VI

THE FOUNDING OF GERMAN OPERA AT THE
METROPOLITAN—DEATH OF MY FATHER

The Metropolitan Opera House was built in 1882 by a group of rich New Yorkers who, feeling themselves shut out by the older aristocracy who owned the old Academy of Music and occupied all the boxes at the Italian Opera seasons of Colonel Mapleson, determined to have an opera of their own. They leased their new house for the inaugural season of 1883-84 to Abbey, Schoeffel, and Grau, a firm of theatrical speculators and managers who had made a name for themselves by the tours of Mary Anderson and other celebrated “stars” of Europe and America.

The Metropolitan Opera stockholders had appointed as architect a man whose reputation had been made in building churches, but who knew nothing of theatrical or operatic requirements, or of the latest developments in Europe in the construction of the stage and modern stage appliances. As a result, the stage arrangements were of the most clumsy description. Great walls, many feet thick, ran beneath the stage from the front to the rear, thereby precluding the possibility of a “transformation” scene in which one set of scenery could sink into the ground while the other descended from above. The parquet floor was placed so low that the orchestra pit, which was supposed to be an imitation (but was not) of the sunken orchestra at Bayreuth, had to be placed still lower and in consequence the conductor was perched on a kind of pulpit high in the air so that the singers could see him. He had to gesticulate wildly upward toward the singers and downward toward the abyss in which the orchestra fiddled without being able properly to see his gestures. Besides this, the orchestra, being so far from the stage, was almost inaudible to the singers, and this often resulted in the most disastrous dropping of the pitch, especially in the concerted numbers. Years later and at huge expense some of these faults of construction were corrected.

* [Stored data]
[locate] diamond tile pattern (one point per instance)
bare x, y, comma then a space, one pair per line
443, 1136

--

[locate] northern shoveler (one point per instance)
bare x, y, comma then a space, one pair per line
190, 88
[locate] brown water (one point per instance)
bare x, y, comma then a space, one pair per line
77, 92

* [Given request 1]
For each statement about the passage on the Metropolitan Opera House, answer yes or no according to whether the passage supports it, and quote the words that decide it: (a) The house was built in 1882. (b) The architect's reputation had been made in designing theaters. (c) All of the construction faults were corrected shortly after the house opened.
* [Given request 2]
State how many lines of the listing contain the string "locate", with case counting. Give only the number.
The passage on the Metropolitan Opera House and the listing are unrelated material.

* [Expected output 1]
(a) Yes: "The Metropolitan Opera House was built in 1882"
(b) No: "a man whose reputation had been made in building churches"
(c) No: "Years later and at huge expense some of these faults of construction were corrected."

* [Expected output 2]
3